TAREA POR RESOLVER: Traduce al inglés esta oración del fragmento seleccionado: «Un atrayente ejemplo de esto nos lo ofrece el pájaro carpintero, una de las aves más curiosas del cielo».

Además de darnos aliento en las dificultades de nuestra existencia, este pasaje del Evangelio nos facilita a contemplar una de las infinitas facetas del Autor de la vida, pródigo con sus criaturas. Y nos permite vislumbrar misteriosos reflejos de la Eterna Sabiduría al crear la multitud de pájaros que vuelan “sobre la tierra frente al firmamento del cielo” (Gn 1, 20). Porque Dios no sólo les da de comer de la abundante mesa de la naturaleza, sino que también predispuso su organismo, según las diferentes especies, proporcionando a cada uno los recursos ideales para encontrar su propia nutrición.
Un atrayente ejemplo de esto nos lo ofrece el pájaro carpintero, una de las aves más curiosas del cielo. No tiene un plumaje exuberante ni un canto maravilloso, pero despierta la admiración del que tiene la agradable sorpresa de encontrárselo, casi siempre solitario, firmemente sujeto al tronco de un árbol y erguido.

FILAS DE DATOS:
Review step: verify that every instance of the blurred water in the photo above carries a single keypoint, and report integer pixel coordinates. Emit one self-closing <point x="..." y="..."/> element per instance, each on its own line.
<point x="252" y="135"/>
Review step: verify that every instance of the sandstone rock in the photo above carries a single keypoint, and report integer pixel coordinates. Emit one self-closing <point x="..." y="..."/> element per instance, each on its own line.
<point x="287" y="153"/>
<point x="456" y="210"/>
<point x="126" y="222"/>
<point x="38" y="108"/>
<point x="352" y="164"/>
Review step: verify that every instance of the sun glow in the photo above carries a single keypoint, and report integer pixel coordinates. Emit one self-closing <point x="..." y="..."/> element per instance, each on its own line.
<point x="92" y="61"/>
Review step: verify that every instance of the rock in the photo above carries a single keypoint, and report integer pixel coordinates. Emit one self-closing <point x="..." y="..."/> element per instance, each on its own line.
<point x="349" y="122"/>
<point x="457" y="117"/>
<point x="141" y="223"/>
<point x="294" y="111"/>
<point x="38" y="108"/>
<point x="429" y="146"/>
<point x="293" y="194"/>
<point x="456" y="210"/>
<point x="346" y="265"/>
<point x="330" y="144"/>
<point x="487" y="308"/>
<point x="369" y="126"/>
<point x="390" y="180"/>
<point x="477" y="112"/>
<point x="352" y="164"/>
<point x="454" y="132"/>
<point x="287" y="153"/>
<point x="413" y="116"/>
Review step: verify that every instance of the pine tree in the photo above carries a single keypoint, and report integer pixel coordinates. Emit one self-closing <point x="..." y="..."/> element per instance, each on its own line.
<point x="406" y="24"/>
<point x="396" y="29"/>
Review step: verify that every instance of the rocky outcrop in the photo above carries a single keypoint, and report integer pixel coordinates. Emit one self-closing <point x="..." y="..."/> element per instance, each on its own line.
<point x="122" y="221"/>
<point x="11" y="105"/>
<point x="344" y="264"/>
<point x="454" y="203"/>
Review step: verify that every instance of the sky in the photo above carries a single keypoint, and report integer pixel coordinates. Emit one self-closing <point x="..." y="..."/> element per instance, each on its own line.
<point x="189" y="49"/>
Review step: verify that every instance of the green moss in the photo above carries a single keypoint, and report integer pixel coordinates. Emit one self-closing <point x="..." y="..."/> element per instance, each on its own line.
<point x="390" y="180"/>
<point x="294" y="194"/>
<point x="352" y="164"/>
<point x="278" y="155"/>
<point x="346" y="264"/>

* * *

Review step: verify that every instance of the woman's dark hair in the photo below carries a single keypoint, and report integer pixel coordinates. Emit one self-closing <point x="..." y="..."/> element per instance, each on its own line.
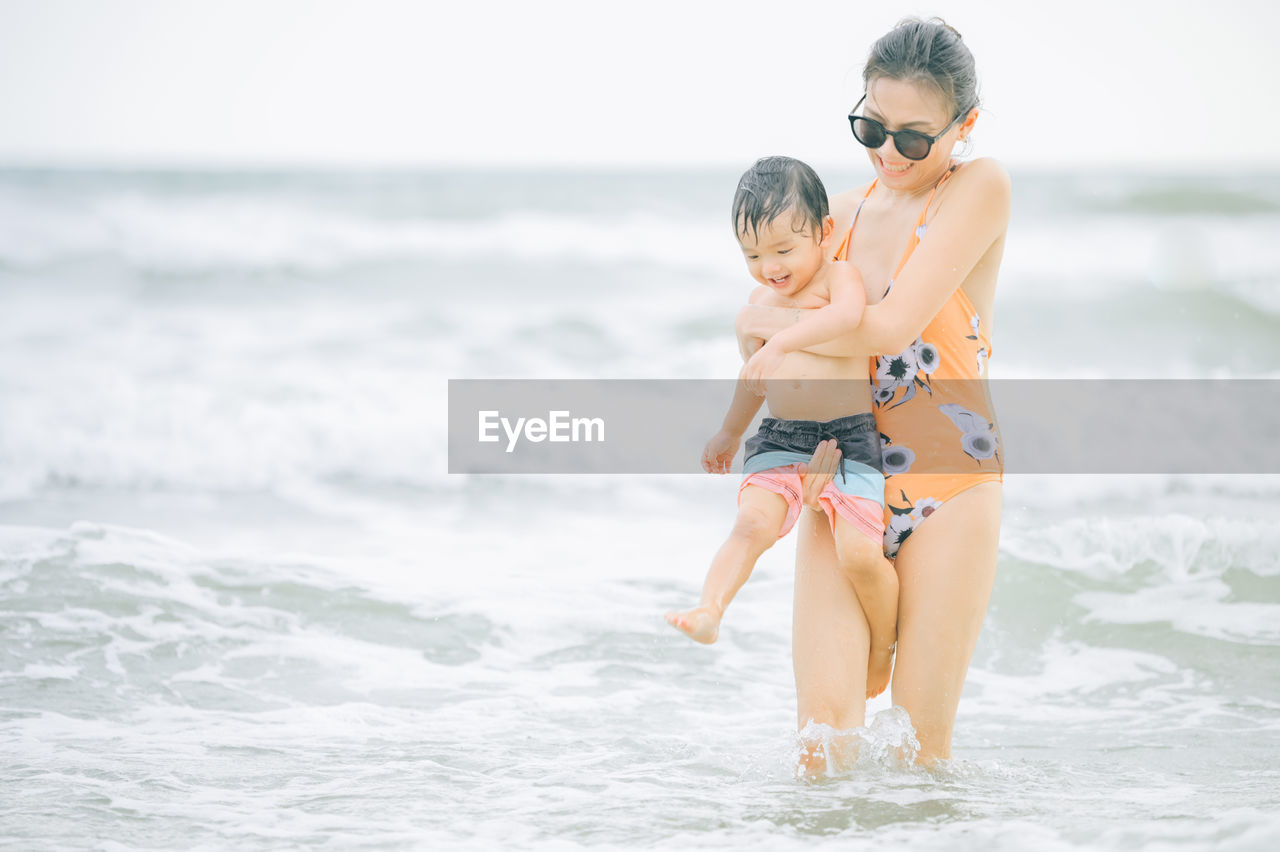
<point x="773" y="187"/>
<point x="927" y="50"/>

RESULTADO DE LA TAREA: An appealing example of this is offered to us by the woodpecker, one of the most curious birds of the sky.